--- BEGIN Data provided ---

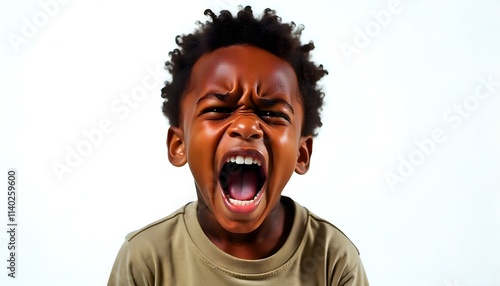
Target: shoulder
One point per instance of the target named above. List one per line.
(322, 236)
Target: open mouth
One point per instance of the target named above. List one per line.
(241, 179)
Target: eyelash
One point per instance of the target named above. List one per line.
(260, 113)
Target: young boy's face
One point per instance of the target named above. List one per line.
(242, 104)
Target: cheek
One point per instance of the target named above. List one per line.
(201, 146)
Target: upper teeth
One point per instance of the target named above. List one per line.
(247, 160)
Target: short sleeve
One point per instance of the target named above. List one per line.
(127, 269)
(355, 277)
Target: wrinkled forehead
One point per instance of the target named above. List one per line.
(245, 66)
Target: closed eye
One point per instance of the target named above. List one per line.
(273, 114)
(217, 110)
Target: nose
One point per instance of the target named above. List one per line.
(246, 127)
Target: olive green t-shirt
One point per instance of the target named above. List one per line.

--- END Data provided ---

§ What this task involves:
Can you rewrite all of the data with "instance" swapped for "occurrence" and nothing else altered? Leave the pictures out of what you give back.

§ Written reply:
Target: shoulder
One point per occurrence of the target named above. List one per line.
(322, 236)
Target: open mouth
One point per occurrence of the target named above. List one per line.
(241, 179)
Target: eyelash
One point per occurrence of the target named above. List one per line.
(260, 113)
Target: young boy's face
One point per occurrence of the target named above. List one per line.
(242, 104)
Target: cheek
One point per occurrence of the target named above. List one per line.
(201, 146)
Target: upper teeth
One point per occurrence of the target named above. List one per line.
(247, 160)
Target: short sleeve
One point per occurrence of the target named above. List one per line.
(127, 269)
(355, 277)
Target: wrinkled forehead
One point per occurrence of the target named above. List one per line.
(245, 66)
Target: closed eye
One point per occurrence of the target named above. List one per line.
(273, 114)
(217, 110)
Target: nose
One point per occurrence of the target named above. List one per line.
(246, 127)
Target: olive green t-shirt
One point per occurrence of the target named above. List one per line.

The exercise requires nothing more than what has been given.